*BRANO SCELTO*:
--------

Viviamo in un mondo in cui siamo passati dal potere militare a quello economico e finanziario. Come dice Papa Francesco nella Laudato si’, “L’interdipendenza ci obbliga a pensare a un solo mondo, ad un progetto comune” (164). E’ una delle tre grandi sfide a cui si trova di fronte l’umanità all’inizio del terzo millennio e di cui parla il Compendio della Dottrina Sociale della Chiesa del 2004.
Si tratta della terza sfida che riguarda la globalizzazione. Essa ha un significato più ampio e più profondo di quello semplicemente economico, perché nella storia si è aperta una nuova epoca, che riguarda il destino dell’umanità.
Si è persa la governance a livello mondiale con una grave insufficienza delle istituzioni come l’Organizzazione delle Nazioni Unite (ONU), di quelle di carattere economico e finanziario come il Fondo Monetario Internazionale (FMI) e la Banca Internazionale per la Ricostruzione e lo Sviluppo (BIRS), del governo del commercio internazionale attraverso il GATT (General Agreement Tariff and Trade) e poi il WTO (World Trade Organization). Si tratta di istituzioni economiche e finanziarie nate con gli accordi di Bretton Woods del luglio del 1944. Accordi che hanno sancito il sistema monetario internazionale basato sulla supremazia del dollaro come mezzo intermediario degli scambi e riserva di valore. Questo sistema di cambi fissi basato sul dollaro ha resistito fino al 15 agosto del 1971 quando è stata dichiarata dal Presidente americano Richard Nixon l’inconvertibilità del dollaro in oro e la fine del gold exchange standard. Ha quindi inizio il sistema dei cambi flessibili.
Sono quindi diventate sempre più difficili la comprensione e il governo delle grandi differenze a livello storico, culturale, religioso e dei modelli di sviluppo economico e sociale che la globalizzazione ha messo a nudo. Ma la globalizzazione, come ci dice Benedetto XVI, ci ha reso più vicini ma non per questo più fratelli, intaccando soprattutto il valore della solidarietà e quindi la realizzazione del bene comune universale.
Illuminanti sono a questo riguardo le parole di Papa Francesco contenute nel punto 175 della Laudato si’. “Il XXI secolo, mentre mantiene una governance propria di epoche passate, assiste ad una perdita di potere degli Stati nazionali, soprattutto perché la dimensione economico-finanziaria, con caratteri transnazionali, tende a predominare sulla politica. In questo contesto, diventa indispensabile lo sviluppo di istituzioni internazionali più forti ed efficacemente organizzate, con autorità designate in maniera imparziale mediante accordi tra i governi nazionali e dotate del potere di sanzionare”. E Papa Francesco riprende a questo punto il pensiero di Benedetto XVI espresso nella Caritas in veritate in base al quale per il governo dell’economia mondiale urge sempre più la presenza di una vera Autorità politica mondiale. Pensiero peraltro già espresso da Giovanni XXIII nella Pacem in terris del 1963 e ribadito con forza da Giovanni Paolo II nella Sollicitudo rei socialis del 1987, auspicando la creazione di un grado superiore di ordinamento internazionale per la costruzione del bene comune universale.

--------

*RECORD*:
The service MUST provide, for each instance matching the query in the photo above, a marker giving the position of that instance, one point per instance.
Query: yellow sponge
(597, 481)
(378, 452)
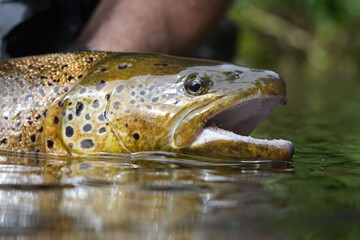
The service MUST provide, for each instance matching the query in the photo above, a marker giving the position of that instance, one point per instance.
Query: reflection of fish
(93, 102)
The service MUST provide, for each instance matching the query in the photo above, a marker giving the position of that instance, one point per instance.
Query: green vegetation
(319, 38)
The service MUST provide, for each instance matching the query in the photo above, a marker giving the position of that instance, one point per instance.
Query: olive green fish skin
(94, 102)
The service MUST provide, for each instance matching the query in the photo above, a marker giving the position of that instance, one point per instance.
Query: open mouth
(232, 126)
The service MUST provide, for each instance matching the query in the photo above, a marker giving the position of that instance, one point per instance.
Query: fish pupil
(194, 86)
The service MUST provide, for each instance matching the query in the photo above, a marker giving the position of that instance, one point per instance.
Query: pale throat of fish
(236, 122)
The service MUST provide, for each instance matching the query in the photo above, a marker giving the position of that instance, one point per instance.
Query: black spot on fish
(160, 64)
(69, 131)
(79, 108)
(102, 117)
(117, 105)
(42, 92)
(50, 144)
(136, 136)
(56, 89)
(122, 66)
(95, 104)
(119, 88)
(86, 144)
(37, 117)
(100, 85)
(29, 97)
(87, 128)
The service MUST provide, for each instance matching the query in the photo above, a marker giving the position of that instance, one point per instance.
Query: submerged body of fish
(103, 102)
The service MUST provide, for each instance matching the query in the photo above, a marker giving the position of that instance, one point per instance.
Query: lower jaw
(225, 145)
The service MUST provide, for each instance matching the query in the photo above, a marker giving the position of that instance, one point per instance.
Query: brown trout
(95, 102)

--------

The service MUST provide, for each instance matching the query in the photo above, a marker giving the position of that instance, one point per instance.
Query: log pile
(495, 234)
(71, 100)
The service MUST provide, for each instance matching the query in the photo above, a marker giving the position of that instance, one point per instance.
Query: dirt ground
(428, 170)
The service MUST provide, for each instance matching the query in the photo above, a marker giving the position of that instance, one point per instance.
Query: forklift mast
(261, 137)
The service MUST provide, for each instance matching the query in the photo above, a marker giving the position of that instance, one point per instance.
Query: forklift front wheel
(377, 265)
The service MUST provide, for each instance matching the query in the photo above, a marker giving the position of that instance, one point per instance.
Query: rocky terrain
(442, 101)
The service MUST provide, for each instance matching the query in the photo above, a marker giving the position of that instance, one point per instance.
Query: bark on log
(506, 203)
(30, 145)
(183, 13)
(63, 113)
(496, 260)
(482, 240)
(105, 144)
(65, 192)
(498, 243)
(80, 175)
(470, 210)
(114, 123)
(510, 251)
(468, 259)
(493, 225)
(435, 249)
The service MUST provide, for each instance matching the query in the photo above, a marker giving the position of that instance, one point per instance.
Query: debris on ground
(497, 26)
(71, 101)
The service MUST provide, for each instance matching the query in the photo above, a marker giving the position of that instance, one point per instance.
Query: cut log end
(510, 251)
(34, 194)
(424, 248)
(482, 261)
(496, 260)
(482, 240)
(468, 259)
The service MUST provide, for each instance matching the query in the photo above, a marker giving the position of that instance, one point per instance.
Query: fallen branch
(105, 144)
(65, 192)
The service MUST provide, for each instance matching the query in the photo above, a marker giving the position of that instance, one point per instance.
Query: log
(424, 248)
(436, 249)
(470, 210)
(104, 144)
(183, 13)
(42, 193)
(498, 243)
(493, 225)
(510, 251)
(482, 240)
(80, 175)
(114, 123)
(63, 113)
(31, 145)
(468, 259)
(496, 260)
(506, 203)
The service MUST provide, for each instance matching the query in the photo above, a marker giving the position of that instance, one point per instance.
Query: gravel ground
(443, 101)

--------

*ESERCIZI DA SVOLGERE*:
a. Secondo il brano scelto, per quale motivo il XXI secolo assiste a una perdita di potere degli Stati nazionali? Risponda in una o due frasi.
b. Ricopi fedelmente dal brano scelto la parte che inizia con "Sono quindi diventate" e termina con "realizzazione del bene comune universale.".

*SOLUZIONI COMMENTATE*:
a. Secondo le parole di Papa Francesco riportate nel brano, gli Stati nazionali perdono potere soprattutto perché la dimensione economico-finanziaria, che ha caratteri transnazionali, tende a predominare sulla politica.

b.
Sono quindi diventate sempre più difficili la comprensione e il governo delle grandi differenze a livello storico, culturale, religioso e dei modelli di sviluppo economico e sociale che la globalizzazione ha messo a nudo. Ma la globalizzazione, come ci dice Benedetto XVI, ci ha reso più vicini ma non per questo più fratelli, intaccando soprattutto il valore della solidarietà e quindi la realizzazione del bene comune universale.